**Action item:**
Every entry needs to be duplicated exactly.

**Data for processing:**
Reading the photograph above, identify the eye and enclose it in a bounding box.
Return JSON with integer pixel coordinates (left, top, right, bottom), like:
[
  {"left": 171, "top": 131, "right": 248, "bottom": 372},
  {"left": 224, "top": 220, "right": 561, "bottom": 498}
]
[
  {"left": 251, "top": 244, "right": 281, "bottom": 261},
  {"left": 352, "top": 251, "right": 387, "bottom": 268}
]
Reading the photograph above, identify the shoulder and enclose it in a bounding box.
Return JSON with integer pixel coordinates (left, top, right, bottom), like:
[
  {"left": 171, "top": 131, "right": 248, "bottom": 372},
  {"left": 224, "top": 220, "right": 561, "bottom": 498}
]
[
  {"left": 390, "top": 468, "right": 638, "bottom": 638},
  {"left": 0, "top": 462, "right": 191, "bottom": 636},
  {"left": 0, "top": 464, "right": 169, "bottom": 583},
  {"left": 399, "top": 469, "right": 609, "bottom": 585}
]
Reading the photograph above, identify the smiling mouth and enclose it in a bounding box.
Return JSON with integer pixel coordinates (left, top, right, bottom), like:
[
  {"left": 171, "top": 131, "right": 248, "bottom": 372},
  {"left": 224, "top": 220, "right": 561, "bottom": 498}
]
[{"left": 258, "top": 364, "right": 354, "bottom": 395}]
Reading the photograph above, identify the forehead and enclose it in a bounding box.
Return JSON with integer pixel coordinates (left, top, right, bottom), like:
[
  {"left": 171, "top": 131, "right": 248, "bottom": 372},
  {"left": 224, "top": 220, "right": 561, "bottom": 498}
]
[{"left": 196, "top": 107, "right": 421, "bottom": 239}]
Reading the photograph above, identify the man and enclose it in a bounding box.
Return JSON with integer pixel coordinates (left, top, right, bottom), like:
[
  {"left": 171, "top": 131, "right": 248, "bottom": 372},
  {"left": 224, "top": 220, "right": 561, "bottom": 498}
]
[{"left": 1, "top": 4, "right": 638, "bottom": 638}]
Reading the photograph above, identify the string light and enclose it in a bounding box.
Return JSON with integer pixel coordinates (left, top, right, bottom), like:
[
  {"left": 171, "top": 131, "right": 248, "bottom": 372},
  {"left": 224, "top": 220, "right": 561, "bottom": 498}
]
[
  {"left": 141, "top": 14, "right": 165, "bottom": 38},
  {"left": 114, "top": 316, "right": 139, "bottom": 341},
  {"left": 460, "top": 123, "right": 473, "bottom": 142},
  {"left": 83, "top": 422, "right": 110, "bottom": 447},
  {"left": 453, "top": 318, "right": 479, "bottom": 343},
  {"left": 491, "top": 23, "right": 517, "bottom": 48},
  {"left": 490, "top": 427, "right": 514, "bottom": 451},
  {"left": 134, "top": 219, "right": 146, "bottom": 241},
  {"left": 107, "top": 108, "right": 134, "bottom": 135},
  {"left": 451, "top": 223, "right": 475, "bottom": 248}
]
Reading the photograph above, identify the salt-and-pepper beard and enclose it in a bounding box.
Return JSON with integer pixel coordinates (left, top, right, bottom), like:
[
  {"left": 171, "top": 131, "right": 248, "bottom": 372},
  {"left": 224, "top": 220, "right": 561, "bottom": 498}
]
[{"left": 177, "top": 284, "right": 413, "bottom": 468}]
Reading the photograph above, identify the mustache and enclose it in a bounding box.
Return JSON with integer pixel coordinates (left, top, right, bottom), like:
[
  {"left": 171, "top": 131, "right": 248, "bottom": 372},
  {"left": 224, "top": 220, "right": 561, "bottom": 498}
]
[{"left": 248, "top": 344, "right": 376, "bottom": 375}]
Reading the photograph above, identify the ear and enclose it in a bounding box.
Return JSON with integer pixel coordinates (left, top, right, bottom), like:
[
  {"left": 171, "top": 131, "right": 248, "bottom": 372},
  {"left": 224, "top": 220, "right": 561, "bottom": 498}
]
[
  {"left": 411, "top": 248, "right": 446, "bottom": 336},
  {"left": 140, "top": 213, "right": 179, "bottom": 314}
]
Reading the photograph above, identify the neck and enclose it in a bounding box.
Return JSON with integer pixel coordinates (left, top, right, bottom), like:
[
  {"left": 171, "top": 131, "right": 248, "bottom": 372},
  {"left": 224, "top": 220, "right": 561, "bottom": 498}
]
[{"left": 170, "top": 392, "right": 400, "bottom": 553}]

**Problem solution:**
Reading the photograph above, identify the eye and enclose it in a bounding box.
Return JSON with integer pixel coordinates (left, top, right, bottom), like:
[
  {"left": 171, "top": 131, "right": 248, "bottom": 372},
  {"left": 224, "top": 220, "right": 561, "bottom": 498}
]
[
  {"left": 251, "top": 244, "right": 281, "bottom": 261},
  {"left": 352, "top": 251, "right": 387, "bottom": 268}
]
Reading the photograph above, identify the shoulder and enclose it in a bounding box.
Return JSON with integer pixel coordinates (left, top, right, bottom), like:
[
  {"left": 171, "top": 131, "right": 248, "bottom": 372},
  {"left": 224, "top": 220, "right": 561, "bottom": 498}
]
[
  {"left": 390, "top": 468, "right": 638, "bottom": 638},
  {"left": 0, "top": 462, "right": 191, "bottom": 636},
  {"left": 0, "top": 464, "right": 169, "bottom": 583},
  {"left": 399, "top": 469, "right": 609, "bottom": 585}
]
Reading the photograph above, identify the smiling mouth and enclose it in a bounding box.
Return JSON with integer pixel coordinates (left, top, right, bottom), like:
[
  {"left": 171, "top": 131, "right": 248, "bottom": 372},
  {"left": 224, "top": 220, "right": 561, "bottom": 498}
]
[{"left": 258, "top": 364, "right": 354, "bottom": 395}]
Reading the photograph above, identify the forehead and enclose it in a bounding box.
Return JSON with integer pixel coordinates (left, top, right, bottom), like:
[
  {"left": 171, "top": 131, "right": 248, "bottom": 372},
  {"left": 224, "top": 220, "right": 561, "bottom": 498}
]
[{"left": 196, "top": 107, "right": 421, "bottom": 239}]
Reading the photograph above, identify the man and enclose it in a bounding box.
Return JSON with integer pixel coordinates (left, top, right, bottom), like:
[
  {"left": 171, "top": 131, "right": 248, "bottom": 372},
  {"left": 224, "top": 220, "right": 561, "bottom": 498}
]
[{"left": 1, "top": 4, "right": 638, "bottom": 638}]
Reading the photograph above, identify the string light and enclose it in a bounding box.
Return JSON with integer pixel coordinates (left, top, right, bottom), like:
[
  {"left": 171, "top": 131, "right": 248, "bottom": 372},
  {"left": 224, "top": 220, "right": 561, "bottom": 498}
]
[
  {"left": 141, "top": 14, "right": 165, "bottom": 38},
  {"left": 114, "top": 316, "right": 139, "bottom": 341},
  {"left": 460, "top": 123, "right": 473, "bottom": 142},
  {"left": 83, "top": 422, "right": 110, "bottom": 447},
  {"left": 453, "top": 318, "right": 479, "bottom": 343},
  {"left": 491, "top": 23, "right": 517, "bottom": 48},
  {"left": 490, "top": 427, "right": 514, "bottom": 451},
  {"left": 134, "top": 219, "right": 146, "bottom": 241},
  {"left": 107, "top": 108, "right": 134, "bottom": 135},
  {"left": 451, "top": 223, "right": 475, "bottom": 248}
]
Reading the photograph above, identify the salt-and-pepper beard and enclose it in a bounding box.
Return JSON with integer pixel coordinates (left, top, right, bottom), like:
[
  {"left": 171, "top": 131, "right": 248, "bottom": 372},
  {"left": 224, "top": 220, "right": 561, "bottom": 498}
]
[{"left": 177, "top": 284, "right": 413, "bottom": 468}]
Reading the photograph above, identify the mustache and enclose it in a bounding box.
Return JSON with integer pixel coordinates (left, top, right, bottom), like:
[
  {"left": 171, "top": 131, "right": 248, "bottom": 372},
  {"left": 224, "top": 220, "right": 561, "bottom": 498}
]
[{"left": 248, "top": 344, "right": 376, "bottom": 375}]
Reading the photograph above, identify the ear and enclose it in a bounding box.
Return JSON with integer pixel coordinates (left, top, right, bottom), like:
[
  {"left": 171, "top": 131, "right": 248, "bottom": 372},
  {"left": 224, "top": 220, "right": 561, "bottom": 498}
]
[
  {"left": 411, "top": 248, "right": 446, "bottom": 336},
  {"left": 140, "top": 213, "right": 179, "bottom": 314}
]
Reading the photograph above, identify the neck and enclose it in a bounding box.
Return JSON with integer pixel coordinates (left, top, right, bottom), like:
[
  {"left": 171, "top": 131, "right": 248, "bottom": 372},
  {"left": 224, "top": 220, "right": 561, "bottom": 498}
]
[{"left": 170, "top": 392, "right": 400, "bottom": 553}]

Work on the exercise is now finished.